Task statement>
Below are lines of data; restate word for word those running from the line containing "Note to the class: find each instance of the river" to the line containing "Note to the class: find each instance of the light", inclusive, and no others.

Provided entries>
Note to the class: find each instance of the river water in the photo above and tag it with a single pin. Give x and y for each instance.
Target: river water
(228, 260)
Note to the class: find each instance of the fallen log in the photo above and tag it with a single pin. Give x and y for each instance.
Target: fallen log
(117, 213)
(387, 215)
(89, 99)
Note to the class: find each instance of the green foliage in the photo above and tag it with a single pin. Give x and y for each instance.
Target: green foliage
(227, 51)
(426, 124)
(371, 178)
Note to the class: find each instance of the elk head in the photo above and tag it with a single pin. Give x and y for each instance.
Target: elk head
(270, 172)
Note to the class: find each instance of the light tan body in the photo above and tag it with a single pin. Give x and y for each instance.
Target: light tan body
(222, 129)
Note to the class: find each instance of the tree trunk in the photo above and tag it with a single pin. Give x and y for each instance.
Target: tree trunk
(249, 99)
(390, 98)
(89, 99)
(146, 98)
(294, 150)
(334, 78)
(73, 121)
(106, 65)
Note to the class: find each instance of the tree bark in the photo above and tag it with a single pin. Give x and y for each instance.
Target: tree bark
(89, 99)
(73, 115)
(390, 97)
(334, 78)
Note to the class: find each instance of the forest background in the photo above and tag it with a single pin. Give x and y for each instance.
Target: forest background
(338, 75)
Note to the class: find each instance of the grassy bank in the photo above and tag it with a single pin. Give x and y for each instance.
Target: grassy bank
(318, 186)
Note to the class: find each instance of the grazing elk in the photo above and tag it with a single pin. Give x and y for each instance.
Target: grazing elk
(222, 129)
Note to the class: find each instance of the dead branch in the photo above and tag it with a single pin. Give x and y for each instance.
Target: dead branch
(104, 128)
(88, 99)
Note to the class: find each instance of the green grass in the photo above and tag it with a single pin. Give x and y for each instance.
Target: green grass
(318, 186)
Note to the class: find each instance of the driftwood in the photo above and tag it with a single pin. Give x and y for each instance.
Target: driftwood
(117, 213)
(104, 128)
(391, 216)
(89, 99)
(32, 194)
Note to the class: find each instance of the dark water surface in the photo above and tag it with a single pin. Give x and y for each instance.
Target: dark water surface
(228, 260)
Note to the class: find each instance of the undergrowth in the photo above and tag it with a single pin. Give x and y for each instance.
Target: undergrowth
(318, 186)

* * *

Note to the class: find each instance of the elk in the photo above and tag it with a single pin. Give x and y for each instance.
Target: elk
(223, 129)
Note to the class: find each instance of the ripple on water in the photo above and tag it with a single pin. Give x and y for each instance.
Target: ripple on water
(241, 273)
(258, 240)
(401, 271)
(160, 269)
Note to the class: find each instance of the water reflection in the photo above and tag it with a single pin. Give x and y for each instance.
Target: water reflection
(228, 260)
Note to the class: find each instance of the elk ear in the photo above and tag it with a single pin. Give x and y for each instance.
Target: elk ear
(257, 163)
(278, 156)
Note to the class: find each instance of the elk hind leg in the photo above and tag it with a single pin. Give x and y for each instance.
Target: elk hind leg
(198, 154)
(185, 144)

Result of this exercise>
Note to the class: find each instance of the river water in the photo above and tag it with a single pin. Give x and y for each instance.
Target: river water
(228, 260)
Note to the class: find each instance of the fallen log in the photo above and tag it with a single pin. Give x and y for each instance.
Target: fallen log
(117, 213)
(387, 215)
(89, 99)
Note to the class: find each instance of the green foliage in the photo above and tag it with a single pin. Give x and y for each instance.
Target: green foliage
(227, 51)
(426, 124)
(371, 178)
Note to the class: find each instance of the elk head in the photo above and tag it with a single pin. Give x and y for each instance.
Target: elk head
(270, 172)
Note to the class: find each instance of the light tan body in the photo above and tag it with a single pin. Give x and y for each instance.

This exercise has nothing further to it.